* [TASK INPUTS]
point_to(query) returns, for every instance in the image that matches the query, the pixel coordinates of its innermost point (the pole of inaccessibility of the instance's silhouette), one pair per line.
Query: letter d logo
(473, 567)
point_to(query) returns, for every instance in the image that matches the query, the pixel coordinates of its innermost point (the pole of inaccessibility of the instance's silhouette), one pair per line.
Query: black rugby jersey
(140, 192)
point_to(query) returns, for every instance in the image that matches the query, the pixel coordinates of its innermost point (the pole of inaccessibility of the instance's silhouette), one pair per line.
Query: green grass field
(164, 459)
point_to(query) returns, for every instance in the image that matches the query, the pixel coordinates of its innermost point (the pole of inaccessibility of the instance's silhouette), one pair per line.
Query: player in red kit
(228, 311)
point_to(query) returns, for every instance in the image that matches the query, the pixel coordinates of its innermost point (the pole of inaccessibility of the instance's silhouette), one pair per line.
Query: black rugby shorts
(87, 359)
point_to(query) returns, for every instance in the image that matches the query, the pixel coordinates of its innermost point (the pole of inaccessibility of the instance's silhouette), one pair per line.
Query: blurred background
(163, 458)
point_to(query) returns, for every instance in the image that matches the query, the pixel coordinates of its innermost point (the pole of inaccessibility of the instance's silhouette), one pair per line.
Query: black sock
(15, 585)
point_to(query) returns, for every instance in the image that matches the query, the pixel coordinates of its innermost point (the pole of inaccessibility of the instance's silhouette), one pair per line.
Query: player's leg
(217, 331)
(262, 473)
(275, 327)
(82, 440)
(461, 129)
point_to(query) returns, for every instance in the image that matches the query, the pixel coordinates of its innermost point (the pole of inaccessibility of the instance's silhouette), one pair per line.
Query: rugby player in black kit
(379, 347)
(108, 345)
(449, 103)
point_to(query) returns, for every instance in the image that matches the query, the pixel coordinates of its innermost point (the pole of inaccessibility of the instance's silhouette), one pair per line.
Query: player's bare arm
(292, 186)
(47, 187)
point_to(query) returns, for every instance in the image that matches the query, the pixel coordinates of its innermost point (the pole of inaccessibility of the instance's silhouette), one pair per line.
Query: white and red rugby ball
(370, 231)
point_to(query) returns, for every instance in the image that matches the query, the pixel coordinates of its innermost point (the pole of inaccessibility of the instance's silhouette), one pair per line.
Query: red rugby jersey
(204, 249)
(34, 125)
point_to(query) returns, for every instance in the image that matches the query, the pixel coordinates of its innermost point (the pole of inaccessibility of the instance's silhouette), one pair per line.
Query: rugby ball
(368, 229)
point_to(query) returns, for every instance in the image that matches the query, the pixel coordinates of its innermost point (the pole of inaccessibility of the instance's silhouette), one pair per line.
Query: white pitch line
--
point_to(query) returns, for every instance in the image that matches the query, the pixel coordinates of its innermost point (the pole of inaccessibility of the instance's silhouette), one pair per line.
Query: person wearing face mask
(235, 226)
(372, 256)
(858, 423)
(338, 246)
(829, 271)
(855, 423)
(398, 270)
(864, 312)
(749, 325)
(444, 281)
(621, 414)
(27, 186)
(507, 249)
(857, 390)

* [WHAT YOU WILL DO] Among the entries above, locate the lines containing "Query: black sock" and "Query: white pitch line", and transcribe exactly those two lines and all lines between.

* [YOUR SOLUTION]
Query: black sock
(15, 585)
point_to(query) returns, for every instance in the image that matches the query, the pixel coordinates of its innermost point (the pole of inaccessibility of the instance's silhouette), one pair per line.
Query: player's leg
(217, 331)
(262, 473)
(275, 327)
(82, 440)
(461, 129)
point_to(query) returns, for every instance in the image that matches the query, the pixel coordinates of its innermost point (the pole of inaccessibility of the instance's silhouette), one pair per line.
Query: rugby player in black kit
(379, 347)
(108, 345)
(449, 103)
point_to(query) returns, for every instance in the image that matches the query, the pixel coordinates of its innermost point (the pole of inaccessibility of the instance's silhouette), one pair per line.
Query: player's bare arm
(292, 186)
(47, 187)
point_to(query) returns, for every instance in the image that matches the query, the pixel coordinates of its innermost point (the pole of inaccessibility of the instance's silhouette), one pair per line.
Query: white and red rugby ball
(370, 231)
point_to(query) returns, for every instance in the image that matches the query, the pixel coordinates of its innermost point (the pole of inaccessibility of the instance's silhouette), one pair per line.
Query: red rugby jersey
(204, 249)
(34, 125)
point_to(query) returns, for every instance in the image that matches the query, the pixel coordinates of its innermost point (the pole of inaccessibility of the instance's silhouette), one pair per line.
Query: rugby ball
(368, 229)
point_to(query) returns, for every instance in the image that matches the query, the pixel coordinates of its innermost point (the pole of inaccessibility of the instance's silhouette), one pair per line.
Query: white pitch line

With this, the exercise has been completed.